#### [EXTRAIT SOURCE]
Outre Glyfada (90.000 habitants), plusieurs autres banlieues d'Athènes ont lancé de telles initiatives.
Patras, le grand port du Péloponnèse, s'y est également mise, tout comme Thessalonique, la seconde ville du pays, cette année.
«En plus d'empêcher la perte de ces fruits précieux, cela préserve les oliviers et évite également aux piétons» de glisser sur les trottoirs, selon la municipalité de la banlieue athénienne d'Alimos dans un appel aux volontaires début novembre.
Un litre d'huile d'olive, aliment de base du régime méditerranéen depuis des siècles, coûte aujourd'hui entre 9 et 18 euros dans les supermarchés grecs.
«Personne ne les ramassait»
La récolte de Glyfada, estimée à environ une tonne d'olives cette année – de quoi produire dans les 150 litres d'huile -, est donnée aux associations d'aide aux personnes en difficulté.
«Si toutes les municipalités faisaient la même chose, les familles vulnérables auraient assez d'huile d'olive pour toute l'année», assure M. Giakoumakis.
Eleni Papachristopoulou, une habitante du quartier depuis les années 1970, assure que les arbres dans sa rue ont été plantés il y a plus de 50 ans.
«Pendant des années, les olives tombaient par terre et personne ne les ramassait», raconte-t-elle.
Avec l'Espagne et l'Italie, la Grèce est un important producteur d'huile d'olive dans l'Union européenne.

#### [CONSIGNE 1]
Recopiez à l'identique toutes les lignes présentées ci-dessous, sans en modifier un seul caractère.

#### [DONNÉES EXTRAITES]
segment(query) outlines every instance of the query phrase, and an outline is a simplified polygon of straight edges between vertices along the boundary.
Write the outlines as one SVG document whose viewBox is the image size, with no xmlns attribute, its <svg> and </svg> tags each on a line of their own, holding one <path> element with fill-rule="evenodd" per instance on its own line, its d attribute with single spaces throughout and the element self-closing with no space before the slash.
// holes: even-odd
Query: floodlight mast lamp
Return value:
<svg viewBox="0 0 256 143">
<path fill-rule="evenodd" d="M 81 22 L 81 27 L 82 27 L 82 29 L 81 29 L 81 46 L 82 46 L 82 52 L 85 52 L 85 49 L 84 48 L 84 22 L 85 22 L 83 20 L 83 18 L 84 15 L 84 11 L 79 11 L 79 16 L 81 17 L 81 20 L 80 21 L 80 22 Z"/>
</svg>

#### [CONSIGNE 2]
Reproduisez le passage de l'extrait sur la récolte des olives en commençant par « La récolte de » et en allant jusqu'à « plus de 50 ans. », et remplacez « assure » par « affirme ».

#### [SOLUTION DÉTAILLÉE 1]
segment(query) outlines every instance of the query phrase, and an outline is a simplified polygon of straight edges between vertices along the boundary.
Write the outlines as one SVG document whose viewBox is the image size, with no xmlns attribute, its <svg> and </svg> tags each on a line of their own, holding one <path> element with fill-rule="evenodd" per instance on its own line, its d attribute with single spaces throughout and the element self-closing with no space before the slash.
// holes: even-odd
Query: floodlight mast lamp
Return value:
<svg viewBox="0 0 256 143">
<path fill-rule="evenodd" d="M 81 22 L 81 27 L 82 27 L 82 29 L 81 29 L 81 46 L 82 46 L 82 52 L 85 52 L 85 49 L 84 48 L 84 22 L 85 22 L 83 20 L 83 18 L 84 15 L 84 11 L 79 11 L 79 16 L 81 17 L 81 20 L 80 21 L 80 22 Z"/>
</svg>

#### [SOLUTION DÉTAILLÉE 2]
La récolte de Glyfada, estimée à environ une tonne d'olives cette année – de quoi produire dans les 150 litres d'huile -, est donnée aux associations d'aide aux personnes en difficulté.
«Si toutes les municipalités faisaient la même chose, les familles vulnérables auraient assez d'huile d'olive pour toute l'année», affirme M. Giakoumakis.
Eleni Papachristopoulou, une habitante du quartier depuis les années 1970, affirme que les arbres dans sa rue ont été plantés il y a plus de 50 ans.